### Dataset entries

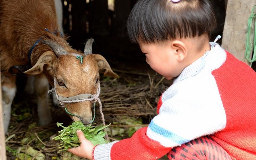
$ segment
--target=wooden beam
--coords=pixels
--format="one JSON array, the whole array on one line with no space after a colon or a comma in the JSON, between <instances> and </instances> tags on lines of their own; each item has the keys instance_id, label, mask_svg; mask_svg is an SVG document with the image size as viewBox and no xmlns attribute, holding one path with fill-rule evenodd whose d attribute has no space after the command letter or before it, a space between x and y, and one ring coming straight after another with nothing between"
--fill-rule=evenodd
<instances>
[{"instance_id":1,"label":"wooden beam","mask_svg":"<svg viewBox=\"0 0 256 160\"><path fill-rule=\"evenodd\" d=\"M228 0L222 47L240 60L247 62L244 56L248 18L256 0Z\"/></svg>"}]
</instances>

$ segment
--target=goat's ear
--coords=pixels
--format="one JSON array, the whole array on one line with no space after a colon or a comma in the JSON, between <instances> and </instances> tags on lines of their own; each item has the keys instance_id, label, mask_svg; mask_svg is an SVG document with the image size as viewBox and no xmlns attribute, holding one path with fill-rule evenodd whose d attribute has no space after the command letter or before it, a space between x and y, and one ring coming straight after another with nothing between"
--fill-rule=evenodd
<instances>
[{"instance_id":1,"label":"goat's ear","mask_svg":"<svg viewBox=\"0 0 256 160\"><path fill-rule=\"evenodd\" d=\"M29 74L39 74L43 72L45 64L46 68L44 68L46 70L51 70L52 69L52 64L56 58L52 52L46 52L39 57L36 64L30 69L25 71L24 73Z\"/></svg>"},{"instance_id":2,"label":"goat's ear","mask_svg":"<svg viewBox=\"0 0 256 160\"><path fill-rule=\"evenodd\" d=\"M103 74L105 76L109 77L118 77L118 76L115 74L110 68L107 60L102 56L100 54L92 54L94 57L95 60L97 62L99 70L105 69Z\"/></svg>"}]
</instances>

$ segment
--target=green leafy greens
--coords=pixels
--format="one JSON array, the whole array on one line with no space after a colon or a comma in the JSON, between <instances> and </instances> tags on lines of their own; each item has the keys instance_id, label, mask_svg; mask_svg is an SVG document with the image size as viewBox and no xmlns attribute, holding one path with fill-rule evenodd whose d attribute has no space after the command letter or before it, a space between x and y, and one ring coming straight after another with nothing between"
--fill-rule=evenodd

### Goal of the exercise
Write out the listing above again with "pixels" swapped for "normalized" everywhere it occurs, keeping every other character unchanged. Leave the pictures out.

### Output for this task
$ segment
--target=wooden beam
--coords=normalized
--format="one JSON array, the whole array on one line with no space after a colon or a comma in the JSON, between <instances> and </instances> tags on lines of their own; each item has the keys instance_id, label, mask_svg; mask_svg is an SVG document with the image size as viewBox and no xmlns attribute, holding one path with fill-rule evenodd whose d attribute has no space after the command letter or before it, a space between x and y, and one ring coming straight after another with nothing between"
--fill-rule=evenodd
<instances>
[{"instance_id":1,"label":"wooden beam","mask_svg":"<svg viewBox=\"0 0 256 160\"><path fill-rule=\"evenodd\" d=\"M228 0L222 47L240 60L247 62L244 56L248 18L256 0Z\"/></svg>"}]
</instances>

$ segment
--target=goat's ear
--coords=normalized
--format="one JSON array, the whole array on one line with no space after a colon or a comma in the JSON, between <instances> and </instances> tags on lines of their own; each item has the keys instance_id, label, mask_svg; mask_svg is an SVG document with the image size as viewBox and no xmlns attribute, holding one path with fill-rule evenodd whose d attribute has no space after the command letter or before it, a space between x and y, and one ring coming straight after another with nothing between"
--fill-rule=evenodd
<instances>
[{"instance_id":1,"label":"goat's ear","mask_svg":"<svg viewBox=\"0 0 256 160\"><path fill-rule=\"evenodd\" d=\"M29 74L39 74L43 72L45 64L46 68L44 68L46 70L51 70L52 69L52 64L56 58L52 52L46 52L39 57L36 64L30 69L25 71L24 73Z\"/></svg>"},{"instance_id":2,"label":"goat's ear","mask_svg":"<svg viewBox=\"0 0 256 160\"><path fill-rule=\"evenodd\" d=\"M103 74L105 76L109 77L118 77L118 76L115 74L110 68L107 60L102 56L100 54L92 54L94 57L95 60L97 62L99 70L105 69Z\"/></svg>"}]
</instances>

$ segment
--target=green leafy greens
--coords=normalized
--format="one JSON array, the whole array on one line with no space after a colon or a comma in the JSON, between <instances> and </instances> tags on lines of their own; each item has the keys instance_id, label, mask_svg; mask_svg is an SVG document with the image size as viewBox and no xmlns attribute, holding one path with fill-rule evenodd whose d attribute has no space after the command letter or before it, a space between x and y, and one ring coming straight after another with nothing between"
--fill-rule=evenodd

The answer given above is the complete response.